:: TASK REQUIREMENTS ::
1. According to the section on training tridiagonal matrix eigenvalue models, why do the authors write a custom autograd function?
2. Carry on the text about training tridiagonal matrix eigenvalue models, starting after its last sentence.

___ DOCUMENT SECTION

Now that we’ve convinced ourselves that tridiagonal matrices have some potential, as a family providing a reasonable balance between speed and expressiveness, let’s move on to a more convincing demonstration of that potential.
Training tridiagonal matrix eigenvalue models
If we want to be able to train with PyTorch, we first need to make sure we can enjoy fast tridiagonal eigenvalue computation there as well. Unfortunately, as of now (PyTorch 2.10), we do not have fast tridiagonal eigenvalue routines in PyTorch, even though tridiagonal and banded matrices do appear in many scientific computing domains. So similarly to a previous post, we will have to implement a custom autograd function that will forward PyTorch tensors to SciPy routines.
As a reminder - we need to subclass torch.autograd.Function and implement two static methods - forward for the computation and backward for the back-propagation of derivatives. This is exactly where we need eigenvectors, and not only the eigenvalues, as we explained in this previous post in the series. As a reminder, for the function \(\lambda_k(\boldsymbol X)\), the “right kind” of generalized derivative is the matrix \(\boldsymbol q_k \boldsymbol q_k^T\), where \(\boldsymbol q_k\) is the corresponding eigenvector. When \(\boldsymbol X\) is tridiagonal, we just need the diagonal and off-diagonal vectors of the \(\boldsymbol q_k \boldsymbol q_k^T\).

______
___ EXTRACTED INFORMATION

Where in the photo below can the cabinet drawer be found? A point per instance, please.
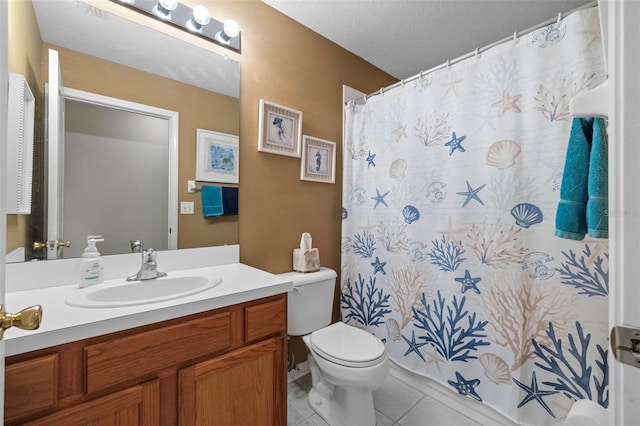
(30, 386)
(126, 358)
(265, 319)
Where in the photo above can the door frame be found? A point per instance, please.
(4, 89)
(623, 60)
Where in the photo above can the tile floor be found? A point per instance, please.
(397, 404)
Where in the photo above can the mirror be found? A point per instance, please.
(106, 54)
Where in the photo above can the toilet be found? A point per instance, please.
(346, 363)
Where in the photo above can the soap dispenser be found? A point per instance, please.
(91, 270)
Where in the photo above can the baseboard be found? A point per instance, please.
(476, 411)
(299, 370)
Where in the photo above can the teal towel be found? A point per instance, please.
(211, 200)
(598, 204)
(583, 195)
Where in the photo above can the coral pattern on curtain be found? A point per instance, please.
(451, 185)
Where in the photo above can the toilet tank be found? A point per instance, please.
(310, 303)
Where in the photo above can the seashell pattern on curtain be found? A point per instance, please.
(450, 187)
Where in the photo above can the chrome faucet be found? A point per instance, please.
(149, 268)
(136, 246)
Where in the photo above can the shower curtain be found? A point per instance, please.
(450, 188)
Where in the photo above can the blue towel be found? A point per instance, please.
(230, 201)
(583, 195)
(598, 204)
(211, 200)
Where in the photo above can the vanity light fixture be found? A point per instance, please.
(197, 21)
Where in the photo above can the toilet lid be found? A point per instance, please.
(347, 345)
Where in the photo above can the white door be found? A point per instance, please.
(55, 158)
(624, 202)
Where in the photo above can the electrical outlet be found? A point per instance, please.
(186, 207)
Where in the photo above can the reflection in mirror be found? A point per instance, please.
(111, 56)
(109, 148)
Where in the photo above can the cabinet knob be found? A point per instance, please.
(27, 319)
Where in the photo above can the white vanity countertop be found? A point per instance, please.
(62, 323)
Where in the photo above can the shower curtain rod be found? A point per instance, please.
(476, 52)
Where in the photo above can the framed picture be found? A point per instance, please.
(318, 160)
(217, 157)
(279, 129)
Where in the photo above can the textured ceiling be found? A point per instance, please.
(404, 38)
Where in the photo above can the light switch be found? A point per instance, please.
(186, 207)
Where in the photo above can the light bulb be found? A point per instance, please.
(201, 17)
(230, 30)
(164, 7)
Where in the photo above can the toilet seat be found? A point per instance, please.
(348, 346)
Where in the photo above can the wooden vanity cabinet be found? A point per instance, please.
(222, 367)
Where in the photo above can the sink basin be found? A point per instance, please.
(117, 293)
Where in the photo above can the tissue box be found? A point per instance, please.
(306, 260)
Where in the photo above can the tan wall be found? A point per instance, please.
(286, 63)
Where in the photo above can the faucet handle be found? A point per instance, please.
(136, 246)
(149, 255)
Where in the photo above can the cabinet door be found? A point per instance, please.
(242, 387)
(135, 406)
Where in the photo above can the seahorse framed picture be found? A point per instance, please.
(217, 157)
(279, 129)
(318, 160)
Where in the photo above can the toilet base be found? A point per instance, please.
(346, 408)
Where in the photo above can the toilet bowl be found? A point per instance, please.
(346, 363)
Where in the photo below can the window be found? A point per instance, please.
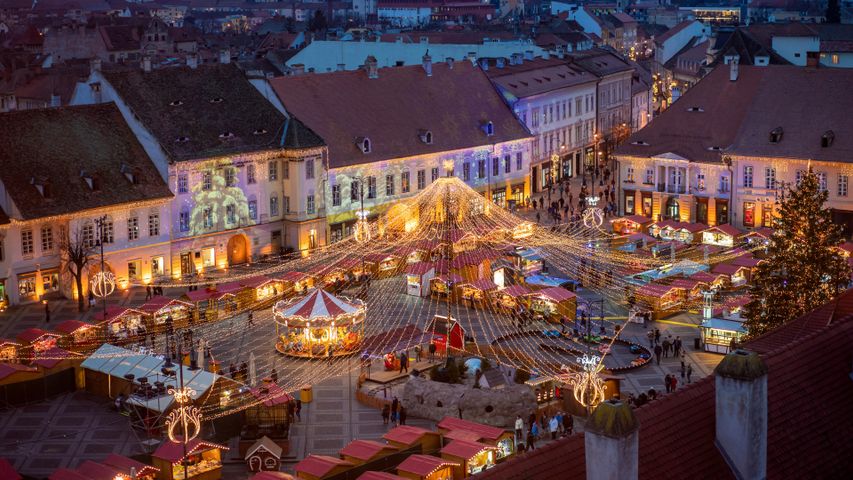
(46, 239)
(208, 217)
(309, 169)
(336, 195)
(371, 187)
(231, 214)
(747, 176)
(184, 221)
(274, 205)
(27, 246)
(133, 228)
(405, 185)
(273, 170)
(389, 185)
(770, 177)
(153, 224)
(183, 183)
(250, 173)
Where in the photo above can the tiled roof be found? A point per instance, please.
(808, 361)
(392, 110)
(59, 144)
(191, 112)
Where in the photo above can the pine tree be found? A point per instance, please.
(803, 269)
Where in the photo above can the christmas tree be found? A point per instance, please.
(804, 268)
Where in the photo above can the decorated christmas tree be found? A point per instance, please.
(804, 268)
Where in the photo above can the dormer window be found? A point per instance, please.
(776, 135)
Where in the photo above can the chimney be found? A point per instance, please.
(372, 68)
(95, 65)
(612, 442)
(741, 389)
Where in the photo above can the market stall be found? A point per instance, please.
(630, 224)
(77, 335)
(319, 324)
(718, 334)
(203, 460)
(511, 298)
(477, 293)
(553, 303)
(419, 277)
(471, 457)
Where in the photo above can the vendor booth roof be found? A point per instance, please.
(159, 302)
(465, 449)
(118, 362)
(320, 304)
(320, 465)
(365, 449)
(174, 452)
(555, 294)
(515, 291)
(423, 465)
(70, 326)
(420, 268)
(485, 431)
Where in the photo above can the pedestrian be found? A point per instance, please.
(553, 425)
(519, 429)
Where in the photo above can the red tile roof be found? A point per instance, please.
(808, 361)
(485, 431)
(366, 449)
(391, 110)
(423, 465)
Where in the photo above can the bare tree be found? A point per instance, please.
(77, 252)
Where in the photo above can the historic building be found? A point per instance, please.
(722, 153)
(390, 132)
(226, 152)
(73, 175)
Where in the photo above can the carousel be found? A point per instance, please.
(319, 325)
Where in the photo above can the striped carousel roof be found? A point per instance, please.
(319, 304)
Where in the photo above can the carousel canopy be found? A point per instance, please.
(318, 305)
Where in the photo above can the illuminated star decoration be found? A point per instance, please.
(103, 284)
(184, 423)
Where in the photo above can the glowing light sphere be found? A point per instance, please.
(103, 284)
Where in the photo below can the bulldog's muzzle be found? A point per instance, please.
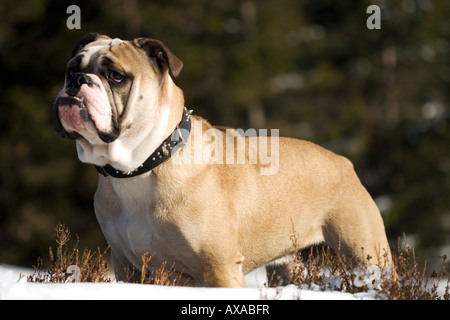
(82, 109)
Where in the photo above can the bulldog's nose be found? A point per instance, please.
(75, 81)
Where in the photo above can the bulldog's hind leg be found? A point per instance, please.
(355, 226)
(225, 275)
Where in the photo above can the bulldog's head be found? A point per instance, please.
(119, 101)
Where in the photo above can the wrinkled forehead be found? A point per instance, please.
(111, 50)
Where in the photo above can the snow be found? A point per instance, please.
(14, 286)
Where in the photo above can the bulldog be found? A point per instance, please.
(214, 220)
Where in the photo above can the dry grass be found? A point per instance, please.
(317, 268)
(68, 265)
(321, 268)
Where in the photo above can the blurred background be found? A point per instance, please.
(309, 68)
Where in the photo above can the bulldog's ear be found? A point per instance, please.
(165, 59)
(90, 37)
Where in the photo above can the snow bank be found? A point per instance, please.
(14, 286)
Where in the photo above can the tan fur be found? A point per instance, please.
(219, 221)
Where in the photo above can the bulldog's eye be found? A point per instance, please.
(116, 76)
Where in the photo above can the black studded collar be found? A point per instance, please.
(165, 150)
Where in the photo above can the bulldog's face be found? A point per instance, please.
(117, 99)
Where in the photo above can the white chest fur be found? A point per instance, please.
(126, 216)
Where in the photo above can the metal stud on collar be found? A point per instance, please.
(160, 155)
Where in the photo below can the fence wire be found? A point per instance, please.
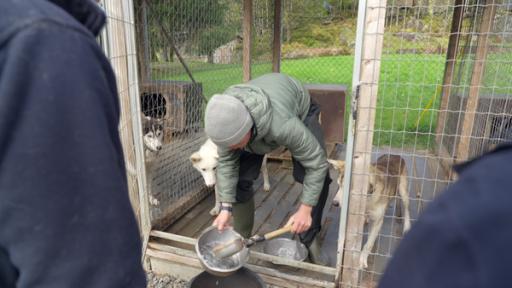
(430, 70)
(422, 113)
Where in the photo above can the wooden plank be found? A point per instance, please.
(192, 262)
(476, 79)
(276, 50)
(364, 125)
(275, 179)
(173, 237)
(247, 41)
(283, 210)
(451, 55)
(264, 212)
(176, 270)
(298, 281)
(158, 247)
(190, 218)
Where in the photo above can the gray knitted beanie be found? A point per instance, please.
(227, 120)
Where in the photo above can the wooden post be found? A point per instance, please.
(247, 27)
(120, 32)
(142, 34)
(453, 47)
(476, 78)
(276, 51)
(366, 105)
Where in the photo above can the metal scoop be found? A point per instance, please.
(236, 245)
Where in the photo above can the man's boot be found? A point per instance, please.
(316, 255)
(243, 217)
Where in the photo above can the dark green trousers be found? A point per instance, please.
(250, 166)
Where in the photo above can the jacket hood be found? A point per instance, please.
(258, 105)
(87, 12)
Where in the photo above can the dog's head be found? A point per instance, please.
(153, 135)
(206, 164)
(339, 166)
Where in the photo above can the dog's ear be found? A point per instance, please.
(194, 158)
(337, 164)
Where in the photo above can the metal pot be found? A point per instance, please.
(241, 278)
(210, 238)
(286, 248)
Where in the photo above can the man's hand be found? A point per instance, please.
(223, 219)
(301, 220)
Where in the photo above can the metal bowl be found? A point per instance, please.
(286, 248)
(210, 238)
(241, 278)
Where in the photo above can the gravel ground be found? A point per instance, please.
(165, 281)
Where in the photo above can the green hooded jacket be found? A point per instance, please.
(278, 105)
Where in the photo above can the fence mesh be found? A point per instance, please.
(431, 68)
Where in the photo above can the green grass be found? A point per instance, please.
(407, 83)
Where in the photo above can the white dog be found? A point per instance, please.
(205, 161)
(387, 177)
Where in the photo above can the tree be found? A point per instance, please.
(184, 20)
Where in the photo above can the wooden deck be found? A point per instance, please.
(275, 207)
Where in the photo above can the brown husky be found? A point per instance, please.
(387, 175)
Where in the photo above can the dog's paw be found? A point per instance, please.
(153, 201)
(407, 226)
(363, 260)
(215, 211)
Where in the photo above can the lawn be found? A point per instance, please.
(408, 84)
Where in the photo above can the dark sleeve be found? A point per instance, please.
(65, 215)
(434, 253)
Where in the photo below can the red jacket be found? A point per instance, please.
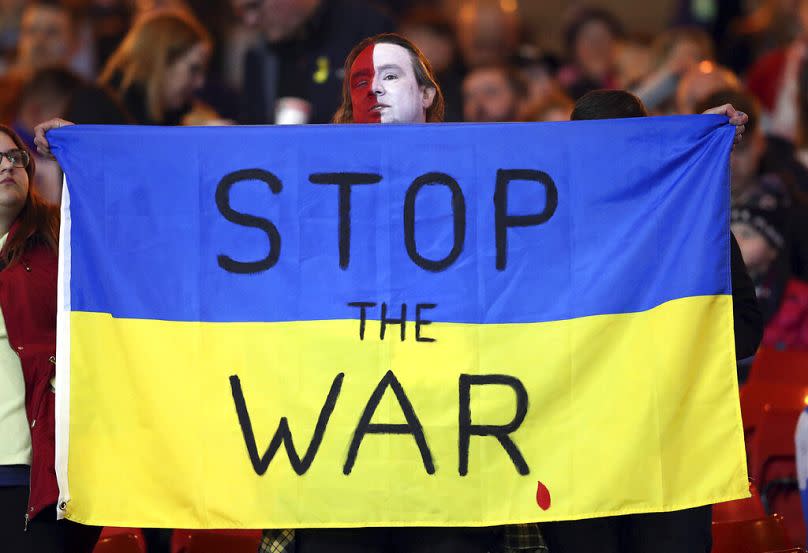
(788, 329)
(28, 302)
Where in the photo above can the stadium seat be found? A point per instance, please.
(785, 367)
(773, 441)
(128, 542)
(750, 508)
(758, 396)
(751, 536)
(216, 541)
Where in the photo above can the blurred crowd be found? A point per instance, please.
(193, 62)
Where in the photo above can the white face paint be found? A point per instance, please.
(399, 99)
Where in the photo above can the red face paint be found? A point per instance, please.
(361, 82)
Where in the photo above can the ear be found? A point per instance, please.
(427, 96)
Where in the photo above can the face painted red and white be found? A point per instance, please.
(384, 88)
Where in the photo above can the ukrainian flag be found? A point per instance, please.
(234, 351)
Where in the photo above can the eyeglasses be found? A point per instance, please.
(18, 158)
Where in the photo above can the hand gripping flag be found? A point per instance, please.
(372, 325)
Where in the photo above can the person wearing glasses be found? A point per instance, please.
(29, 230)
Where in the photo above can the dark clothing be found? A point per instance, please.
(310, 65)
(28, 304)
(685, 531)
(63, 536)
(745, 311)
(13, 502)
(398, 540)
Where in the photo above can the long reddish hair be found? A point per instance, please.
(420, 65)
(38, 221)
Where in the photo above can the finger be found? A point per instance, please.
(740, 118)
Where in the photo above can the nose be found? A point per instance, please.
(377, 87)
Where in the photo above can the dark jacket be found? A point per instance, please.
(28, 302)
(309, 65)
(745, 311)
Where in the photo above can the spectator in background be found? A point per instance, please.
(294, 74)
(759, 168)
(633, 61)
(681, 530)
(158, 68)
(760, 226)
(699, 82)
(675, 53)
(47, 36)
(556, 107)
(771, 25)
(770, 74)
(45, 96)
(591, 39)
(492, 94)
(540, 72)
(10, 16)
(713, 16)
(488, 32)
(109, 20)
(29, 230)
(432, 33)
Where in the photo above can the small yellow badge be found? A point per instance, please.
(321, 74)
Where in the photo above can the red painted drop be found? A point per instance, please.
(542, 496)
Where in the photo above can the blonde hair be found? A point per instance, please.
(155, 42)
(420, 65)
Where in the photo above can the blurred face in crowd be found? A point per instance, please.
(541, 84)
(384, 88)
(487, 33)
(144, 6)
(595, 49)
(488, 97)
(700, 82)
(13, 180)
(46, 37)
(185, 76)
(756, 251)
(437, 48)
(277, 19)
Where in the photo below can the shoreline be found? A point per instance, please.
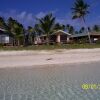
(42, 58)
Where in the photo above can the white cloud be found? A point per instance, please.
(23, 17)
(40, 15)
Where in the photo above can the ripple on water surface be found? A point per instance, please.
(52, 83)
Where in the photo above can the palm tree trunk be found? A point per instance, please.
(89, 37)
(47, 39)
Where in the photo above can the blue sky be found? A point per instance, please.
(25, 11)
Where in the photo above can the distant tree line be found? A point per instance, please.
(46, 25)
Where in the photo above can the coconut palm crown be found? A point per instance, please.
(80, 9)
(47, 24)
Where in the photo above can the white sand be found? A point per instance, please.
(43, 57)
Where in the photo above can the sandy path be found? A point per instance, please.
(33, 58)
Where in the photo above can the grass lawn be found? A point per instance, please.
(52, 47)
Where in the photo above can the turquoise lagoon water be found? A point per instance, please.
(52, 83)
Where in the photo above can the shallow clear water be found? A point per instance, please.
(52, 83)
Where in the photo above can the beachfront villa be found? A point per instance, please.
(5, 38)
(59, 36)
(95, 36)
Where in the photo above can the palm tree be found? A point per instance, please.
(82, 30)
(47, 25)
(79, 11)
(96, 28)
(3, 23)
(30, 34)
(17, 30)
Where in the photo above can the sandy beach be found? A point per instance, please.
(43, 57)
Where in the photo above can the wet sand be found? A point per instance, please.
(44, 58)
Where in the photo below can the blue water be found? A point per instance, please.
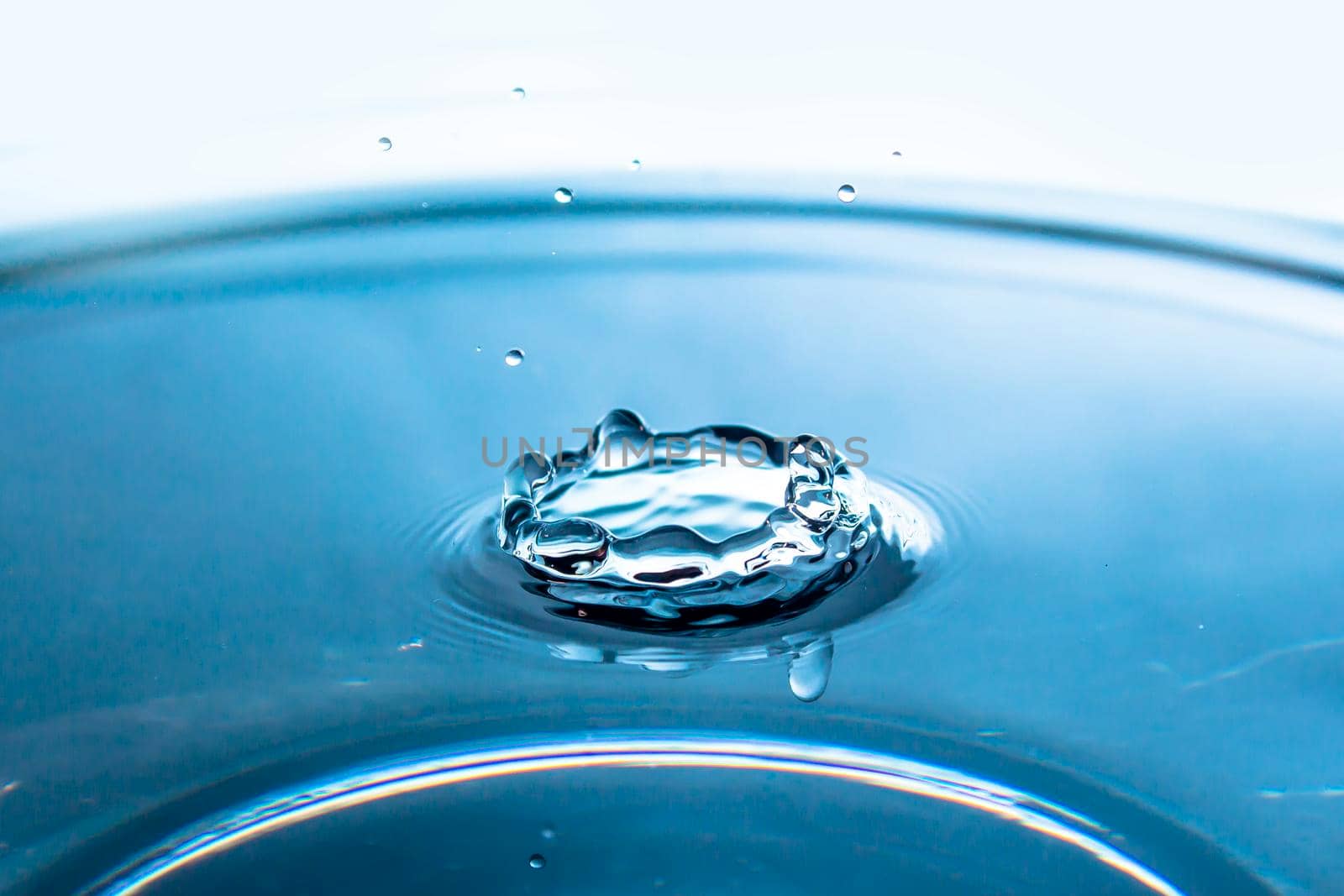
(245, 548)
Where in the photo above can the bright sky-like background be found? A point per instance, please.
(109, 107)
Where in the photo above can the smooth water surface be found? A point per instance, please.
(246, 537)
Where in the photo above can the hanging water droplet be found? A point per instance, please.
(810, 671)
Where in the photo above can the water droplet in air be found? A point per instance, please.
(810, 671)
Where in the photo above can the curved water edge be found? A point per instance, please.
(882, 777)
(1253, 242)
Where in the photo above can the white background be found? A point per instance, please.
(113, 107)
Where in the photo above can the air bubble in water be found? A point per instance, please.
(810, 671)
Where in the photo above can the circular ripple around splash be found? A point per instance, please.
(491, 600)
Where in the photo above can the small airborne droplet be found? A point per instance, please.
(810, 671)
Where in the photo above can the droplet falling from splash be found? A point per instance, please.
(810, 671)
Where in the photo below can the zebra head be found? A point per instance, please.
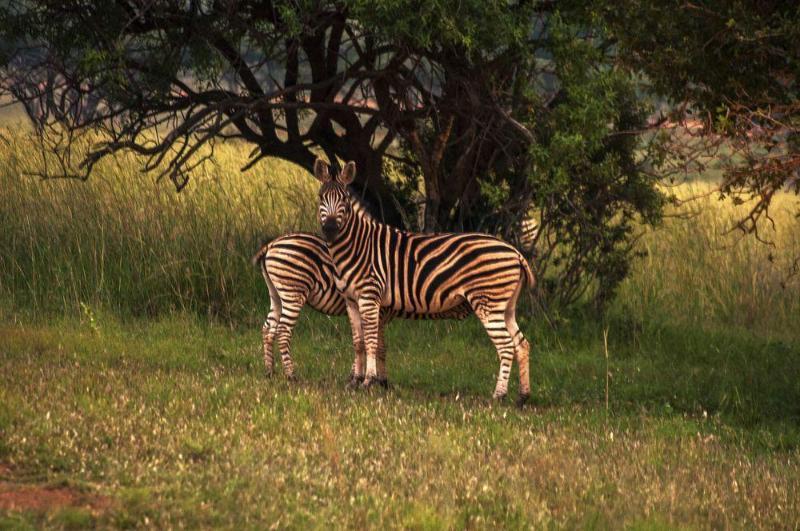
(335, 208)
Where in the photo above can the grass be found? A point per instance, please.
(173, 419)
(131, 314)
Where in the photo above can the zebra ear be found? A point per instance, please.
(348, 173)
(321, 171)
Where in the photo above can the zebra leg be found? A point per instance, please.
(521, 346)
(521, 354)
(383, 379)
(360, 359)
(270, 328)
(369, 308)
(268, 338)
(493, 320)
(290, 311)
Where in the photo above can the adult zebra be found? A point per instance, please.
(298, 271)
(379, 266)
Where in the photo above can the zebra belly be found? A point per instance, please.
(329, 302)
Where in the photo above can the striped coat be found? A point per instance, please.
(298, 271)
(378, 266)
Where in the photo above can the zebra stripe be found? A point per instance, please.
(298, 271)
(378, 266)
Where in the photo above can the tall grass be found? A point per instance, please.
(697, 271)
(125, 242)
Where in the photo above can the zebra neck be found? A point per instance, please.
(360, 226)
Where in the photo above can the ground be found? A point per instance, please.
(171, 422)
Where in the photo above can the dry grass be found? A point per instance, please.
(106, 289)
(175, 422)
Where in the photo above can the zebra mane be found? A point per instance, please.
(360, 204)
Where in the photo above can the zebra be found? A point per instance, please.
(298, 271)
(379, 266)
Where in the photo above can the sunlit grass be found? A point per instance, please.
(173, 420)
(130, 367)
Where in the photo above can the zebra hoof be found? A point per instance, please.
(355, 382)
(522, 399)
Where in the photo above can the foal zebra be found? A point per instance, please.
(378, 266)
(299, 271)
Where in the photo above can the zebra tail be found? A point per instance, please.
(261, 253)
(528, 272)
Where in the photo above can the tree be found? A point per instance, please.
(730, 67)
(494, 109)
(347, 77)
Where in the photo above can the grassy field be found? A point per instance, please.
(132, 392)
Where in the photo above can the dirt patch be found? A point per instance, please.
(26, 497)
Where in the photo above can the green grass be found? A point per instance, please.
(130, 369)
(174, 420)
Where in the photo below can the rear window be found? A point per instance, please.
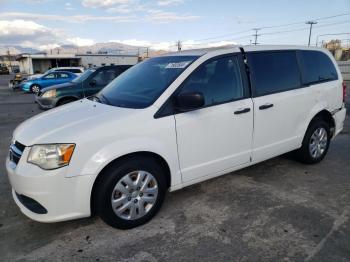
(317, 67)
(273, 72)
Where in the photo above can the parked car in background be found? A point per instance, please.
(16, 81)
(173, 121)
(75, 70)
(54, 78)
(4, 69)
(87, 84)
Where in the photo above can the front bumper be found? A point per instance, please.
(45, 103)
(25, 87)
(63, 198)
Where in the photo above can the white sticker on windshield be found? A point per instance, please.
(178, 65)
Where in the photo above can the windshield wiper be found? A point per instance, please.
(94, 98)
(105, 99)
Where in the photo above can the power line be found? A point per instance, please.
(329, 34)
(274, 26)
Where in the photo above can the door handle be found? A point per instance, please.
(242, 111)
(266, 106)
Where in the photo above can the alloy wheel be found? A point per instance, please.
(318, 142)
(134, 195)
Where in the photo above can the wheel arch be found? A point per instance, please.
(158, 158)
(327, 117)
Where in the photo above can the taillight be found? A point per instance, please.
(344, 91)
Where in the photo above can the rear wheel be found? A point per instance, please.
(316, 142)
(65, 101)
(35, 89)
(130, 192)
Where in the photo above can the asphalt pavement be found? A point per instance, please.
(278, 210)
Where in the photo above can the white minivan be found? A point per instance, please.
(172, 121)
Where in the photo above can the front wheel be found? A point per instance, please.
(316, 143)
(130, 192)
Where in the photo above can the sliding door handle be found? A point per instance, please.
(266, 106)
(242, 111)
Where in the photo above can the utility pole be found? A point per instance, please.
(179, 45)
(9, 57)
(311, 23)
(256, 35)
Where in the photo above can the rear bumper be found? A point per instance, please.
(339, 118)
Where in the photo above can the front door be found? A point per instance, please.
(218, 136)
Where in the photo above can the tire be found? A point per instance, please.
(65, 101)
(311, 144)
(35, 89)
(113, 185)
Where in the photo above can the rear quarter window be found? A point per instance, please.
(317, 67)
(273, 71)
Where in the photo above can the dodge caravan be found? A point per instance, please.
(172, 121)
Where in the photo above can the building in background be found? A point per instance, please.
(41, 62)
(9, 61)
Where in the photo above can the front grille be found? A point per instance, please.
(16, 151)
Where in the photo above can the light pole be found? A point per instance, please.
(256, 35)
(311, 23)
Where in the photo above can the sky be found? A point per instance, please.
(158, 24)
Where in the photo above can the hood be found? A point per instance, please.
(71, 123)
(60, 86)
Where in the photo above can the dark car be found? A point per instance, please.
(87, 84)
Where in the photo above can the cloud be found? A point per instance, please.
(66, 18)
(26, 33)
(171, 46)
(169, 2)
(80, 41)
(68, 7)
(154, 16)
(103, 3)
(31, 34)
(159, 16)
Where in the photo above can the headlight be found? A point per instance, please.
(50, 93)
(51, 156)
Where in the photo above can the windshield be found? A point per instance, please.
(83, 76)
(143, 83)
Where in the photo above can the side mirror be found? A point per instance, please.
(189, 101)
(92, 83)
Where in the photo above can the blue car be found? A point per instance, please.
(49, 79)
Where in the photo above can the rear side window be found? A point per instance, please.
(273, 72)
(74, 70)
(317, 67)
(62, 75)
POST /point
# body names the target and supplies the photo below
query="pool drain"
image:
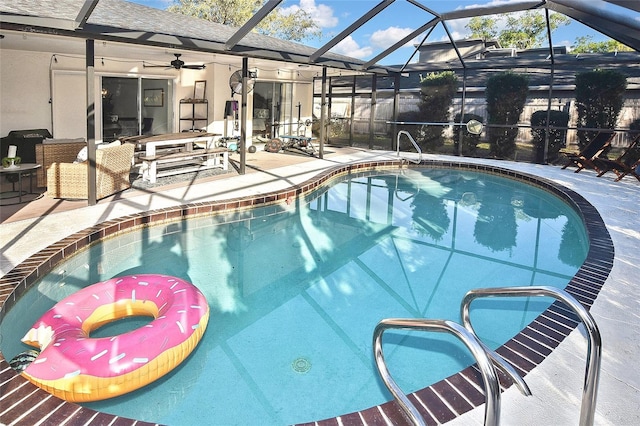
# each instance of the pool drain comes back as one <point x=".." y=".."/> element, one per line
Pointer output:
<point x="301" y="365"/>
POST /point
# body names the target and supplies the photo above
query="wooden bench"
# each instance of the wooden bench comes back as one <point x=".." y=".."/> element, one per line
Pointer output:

______

:: ANSWERS PROVIDED ::
1. As of PyTorch 2.10, PyTorch has no fast routines for tridiagonal eigenvalue computation, even though training requires that computation to be fast. The custom autograd function works around this by forwarding PyTorch tensors to SciPy routines.

2.
So below an autograd function implementing exactly this idea. It appears a bit lengthy, but that’s primarily because it aims to be efficient, and distinguish between two cases: (a) when we need derivatives, e.g., training, and require an eigenvector, and (b) when we do not need derivatives, e.g., inference, and do not require an eigenvector:
import torch
class TridiagEigvalsh(torch.autograd.Function):
@staticmethod
def forward(ctx, diag: torch.Tensor, off_diag: torch.Tensor, k: int):
"""Eigenvalue of batch of tridiagonal matrices.
Args:
diag (tensor): A M1 x ... x Mn x N tensor representing a batch
of size M1 x ... x Mn of diagonals of NxN tridiagonal symmetric
matrices.
off_diag (tensor): A M1 x ... x Mn x (N - 1) tensor representing
a batch of size M1 x ... x Mn of off-diagonals of NxN
tridiagonal symmetric matrices.
k (int): The eigenvalue index
"""
need_grad = ctx.needs_input_grad[0] or ctx.needs_input_grad[1]
diag_np = diag.detach().numpy()
off_diag_np = off_diag.detach().numpy()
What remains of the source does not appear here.